# What you have to do
Locate each line in the records below that contains the word "other" and copy those lines in full.

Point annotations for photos
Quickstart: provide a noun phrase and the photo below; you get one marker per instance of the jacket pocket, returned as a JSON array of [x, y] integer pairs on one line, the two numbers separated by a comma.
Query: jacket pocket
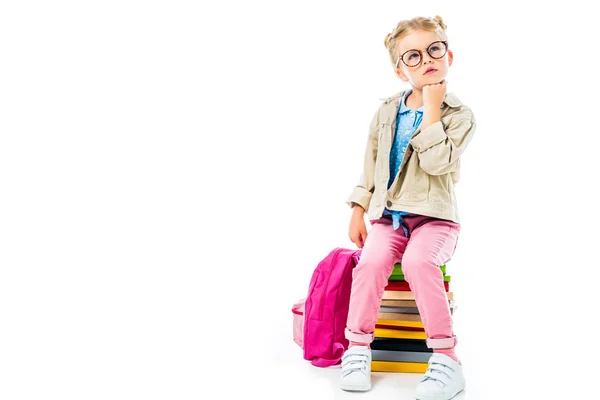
[[414, 187]]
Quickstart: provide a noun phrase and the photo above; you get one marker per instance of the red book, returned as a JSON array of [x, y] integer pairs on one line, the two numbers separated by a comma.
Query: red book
[[404, 286]]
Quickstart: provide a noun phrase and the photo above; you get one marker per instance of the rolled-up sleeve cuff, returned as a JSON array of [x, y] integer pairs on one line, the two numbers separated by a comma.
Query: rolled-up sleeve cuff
[[429, 137], [360, 196]]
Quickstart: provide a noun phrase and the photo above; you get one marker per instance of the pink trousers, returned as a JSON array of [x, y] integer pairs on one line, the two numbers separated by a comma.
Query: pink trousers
[[430, 243]]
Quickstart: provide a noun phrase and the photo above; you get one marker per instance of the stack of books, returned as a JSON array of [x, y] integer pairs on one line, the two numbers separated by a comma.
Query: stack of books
[[399, 343]]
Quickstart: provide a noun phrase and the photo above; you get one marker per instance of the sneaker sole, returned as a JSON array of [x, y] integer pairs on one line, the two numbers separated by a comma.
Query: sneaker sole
[[439, 397], [355, 388]]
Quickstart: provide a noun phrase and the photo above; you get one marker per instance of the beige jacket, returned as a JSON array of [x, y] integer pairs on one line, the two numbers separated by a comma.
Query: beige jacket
[[430, 167]]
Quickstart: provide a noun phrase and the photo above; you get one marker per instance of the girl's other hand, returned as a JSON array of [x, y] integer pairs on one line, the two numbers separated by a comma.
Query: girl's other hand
[[358, 230]]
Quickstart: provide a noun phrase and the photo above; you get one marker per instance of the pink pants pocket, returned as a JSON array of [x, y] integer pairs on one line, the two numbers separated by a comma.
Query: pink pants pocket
[[298, 313]]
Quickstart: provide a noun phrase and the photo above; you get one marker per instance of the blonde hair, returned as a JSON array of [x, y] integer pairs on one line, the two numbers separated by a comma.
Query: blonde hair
[[408, 26]]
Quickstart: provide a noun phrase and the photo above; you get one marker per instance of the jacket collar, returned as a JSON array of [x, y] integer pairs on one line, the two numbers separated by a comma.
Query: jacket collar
[[393, 104]]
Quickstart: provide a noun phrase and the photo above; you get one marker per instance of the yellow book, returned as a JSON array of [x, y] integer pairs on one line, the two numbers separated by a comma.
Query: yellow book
[[398, 317], [395, 322], [399, 334], [394, 366]]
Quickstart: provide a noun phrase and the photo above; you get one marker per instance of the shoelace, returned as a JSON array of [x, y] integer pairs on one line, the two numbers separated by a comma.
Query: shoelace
[[437, 372], [354, 362]]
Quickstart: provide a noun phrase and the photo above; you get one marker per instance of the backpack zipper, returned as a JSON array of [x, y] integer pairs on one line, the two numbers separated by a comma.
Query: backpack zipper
[[327, 283]]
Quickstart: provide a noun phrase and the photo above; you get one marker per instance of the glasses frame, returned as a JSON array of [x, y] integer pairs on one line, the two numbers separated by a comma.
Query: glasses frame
[[401, 56]]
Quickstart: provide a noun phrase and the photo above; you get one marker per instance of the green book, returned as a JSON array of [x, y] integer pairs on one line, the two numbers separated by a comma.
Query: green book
[[401, 278], [398, 269]]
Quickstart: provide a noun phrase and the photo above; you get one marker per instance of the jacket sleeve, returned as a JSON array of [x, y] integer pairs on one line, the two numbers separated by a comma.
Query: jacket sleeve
[[439, 150], [363, 191]]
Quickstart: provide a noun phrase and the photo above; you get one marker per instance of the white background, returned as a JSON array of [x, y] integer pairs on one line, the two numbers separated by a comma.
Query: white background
[[171, 173]]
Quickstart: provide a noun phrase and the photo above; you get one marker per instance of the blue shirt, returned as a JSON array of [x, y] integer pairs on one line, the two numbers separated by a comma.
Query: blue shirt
[[407, 123]]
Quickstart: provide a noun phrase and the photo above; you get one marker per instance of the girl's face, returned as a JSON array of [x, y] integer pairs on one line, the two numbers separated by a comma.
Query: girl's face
[[426, 68]]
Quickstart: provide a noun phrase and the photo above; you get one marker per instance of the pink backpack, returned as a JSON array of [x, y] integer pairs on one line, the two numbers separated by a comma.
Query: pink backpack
[[320, 318]]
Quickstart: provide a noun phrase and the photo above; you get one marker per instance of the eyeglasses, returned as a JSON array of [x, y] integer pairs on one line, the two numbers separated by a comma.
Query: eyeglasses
[[412, 58]]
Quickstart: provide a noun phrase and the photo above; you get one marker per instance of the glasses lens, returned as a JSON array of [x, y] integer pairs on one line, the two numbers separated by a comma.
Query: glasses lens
[[437, 50], [411, 58]]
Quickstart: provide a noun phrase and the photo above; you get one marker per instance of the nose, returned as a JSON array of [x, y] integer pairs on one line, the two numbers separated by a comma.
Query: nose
[[426, 57]]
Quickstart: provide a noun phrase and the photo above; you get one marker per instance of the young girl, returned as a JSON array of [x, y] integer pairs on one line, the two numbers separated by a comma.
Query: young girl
[[411, 164]]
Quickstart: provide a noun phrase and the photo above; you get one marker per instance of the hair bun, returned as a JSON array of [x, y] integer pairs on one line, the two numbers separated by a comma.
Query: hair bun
[[440, 22]]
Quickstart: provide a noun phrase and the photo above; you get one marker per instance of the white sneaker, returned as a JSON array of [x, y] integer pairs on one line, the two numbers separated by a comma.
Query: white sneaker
[[356, 369], [443, 379]]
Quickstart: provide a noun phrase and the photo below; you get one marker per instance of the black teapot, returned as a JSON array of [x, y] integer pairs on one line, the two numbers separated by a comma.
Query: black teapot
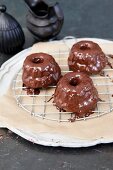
[[11, 35], [44, 21]]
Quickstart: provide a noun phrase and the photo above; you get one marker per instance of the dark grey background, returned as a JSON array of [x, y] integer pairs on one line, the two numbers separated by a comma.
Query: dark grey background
[[83, 18]]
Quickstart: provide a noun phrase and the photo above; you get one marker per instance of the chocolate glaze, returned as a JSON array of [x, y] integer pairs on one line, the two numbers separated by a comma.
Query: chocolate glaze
[[87, 56], [76, 93], [31, 91], [40, 70]]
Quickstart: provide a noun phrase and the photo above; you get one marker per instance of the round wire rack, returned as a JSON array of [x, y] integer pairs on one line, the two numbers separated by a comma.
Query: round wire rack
[[41, 105]]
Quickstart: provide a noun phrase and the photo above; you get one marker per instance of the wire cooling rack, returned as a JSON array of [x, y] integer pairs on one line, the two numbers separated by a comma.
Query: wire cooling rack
[[39, 105]]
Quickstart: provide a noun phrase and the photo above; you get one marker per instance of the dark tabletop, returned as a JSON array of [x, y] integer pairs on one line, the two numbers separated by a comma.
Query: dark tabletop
[[83, 18]]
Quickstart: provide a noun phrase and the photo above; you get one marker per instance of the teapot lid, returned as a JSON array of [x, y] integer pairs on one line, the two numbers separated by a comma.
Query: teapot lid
[[7, 22]]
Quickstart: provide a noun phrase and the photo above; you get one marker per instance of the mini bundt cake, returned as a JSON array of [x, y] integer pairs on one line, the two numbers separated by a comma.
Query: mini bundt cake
[[76, 93], [40, 70], [87, 56]]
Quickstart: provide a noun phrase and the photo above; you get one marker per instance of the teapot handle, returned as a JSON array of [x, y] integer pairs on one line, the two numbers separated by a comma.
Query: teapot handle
[[58, 11]]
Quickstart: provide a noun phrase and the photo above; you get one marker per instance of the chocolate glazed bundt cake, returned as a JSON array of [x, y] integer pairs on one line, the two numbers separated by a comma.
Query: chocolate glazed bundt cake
[[40, 70], [87, 56], [76, 93]]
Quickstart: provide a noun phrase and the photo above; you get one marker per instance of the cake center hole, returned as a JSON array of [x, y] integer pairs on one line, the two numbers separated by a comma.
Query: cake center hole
[[85, 46], [41, 10], [37, 60], [73, 82]]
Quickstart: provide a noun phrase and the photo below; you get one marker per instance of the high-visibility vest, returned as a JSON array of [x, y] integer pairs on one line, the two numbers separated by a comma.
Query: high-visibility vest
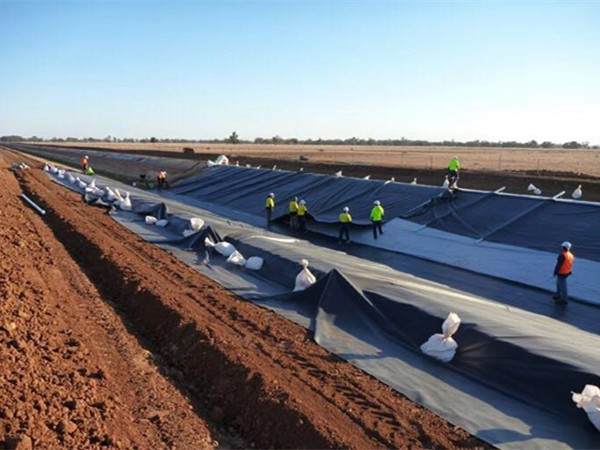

# Written solution
Quickstart: provide a noun phrase and the photo above; you get one marker per instance of the girl's other hand, returned as a JSON array of [x, y] integer pairs on one line, the two numbers separated by a comma.
Query: girl's other hand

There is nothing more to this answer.